**Travail demandé**. Recopiez à l'identique le passage des données ci-dessous qui commence à la ligne contenant « of the drive » et s'arrête après la ligne contenant « Target: drive sprocket ». Ces deux lignes sont comprises, et rien d'autre ne doit être recopié.

**Données fournies**.
+ + + +

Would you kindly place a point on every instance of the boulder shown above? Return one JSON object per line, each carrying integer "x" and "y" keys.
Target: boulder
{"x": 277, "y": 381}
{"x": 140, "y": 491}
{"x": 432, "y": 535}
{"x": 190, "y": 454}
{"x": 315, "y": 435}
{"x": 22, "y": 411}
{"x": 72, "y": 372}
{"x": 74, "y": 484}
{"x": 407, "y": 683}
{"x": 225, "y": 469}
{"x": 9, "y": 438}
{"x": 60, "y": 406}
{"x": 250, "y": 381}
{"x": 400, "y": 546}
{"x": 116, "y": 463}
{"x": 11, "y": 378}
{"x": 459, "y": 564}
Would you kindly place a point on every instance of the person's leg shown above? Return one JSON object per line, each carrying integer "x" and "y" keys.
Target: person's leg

+ + + +

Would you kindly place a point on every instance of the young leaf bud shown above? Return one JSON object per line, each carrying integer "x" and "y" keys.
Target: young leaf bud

+ + + +

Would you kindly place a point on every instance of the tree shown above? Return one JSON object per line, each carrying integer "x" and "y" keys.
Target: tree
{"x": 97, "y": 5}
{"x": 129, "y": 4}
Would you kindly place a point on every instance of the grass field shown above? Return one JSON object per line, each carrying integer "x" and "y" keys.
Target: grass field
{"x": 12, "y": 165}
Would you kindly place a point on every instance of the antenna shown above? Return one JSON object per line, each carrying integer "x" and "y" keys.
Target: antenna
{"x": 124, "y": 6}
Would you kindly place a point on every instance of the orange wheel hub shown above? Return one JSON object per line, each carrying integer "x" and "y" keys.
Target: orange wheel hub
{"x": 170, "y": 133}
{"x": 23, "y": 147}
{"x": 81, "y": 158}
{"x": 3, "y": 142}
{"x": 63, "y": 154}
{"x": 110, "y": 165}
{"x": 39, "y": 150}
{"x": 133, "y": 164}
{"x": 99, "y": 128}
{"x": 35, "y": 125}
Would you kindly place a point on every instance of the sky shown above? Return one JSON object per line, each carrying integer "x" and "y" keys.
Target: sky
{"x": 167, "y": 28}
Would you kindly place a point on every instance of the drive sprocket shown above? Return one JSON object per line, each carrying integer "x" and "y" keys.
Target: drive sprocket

+ + + +

**Résultat obtenu**.
Would you kindly place a point on every instance of the drive sprocket shown above? Return one JSON object per line, each carrying integer "x" and "y" keys.
Target: drive sprocket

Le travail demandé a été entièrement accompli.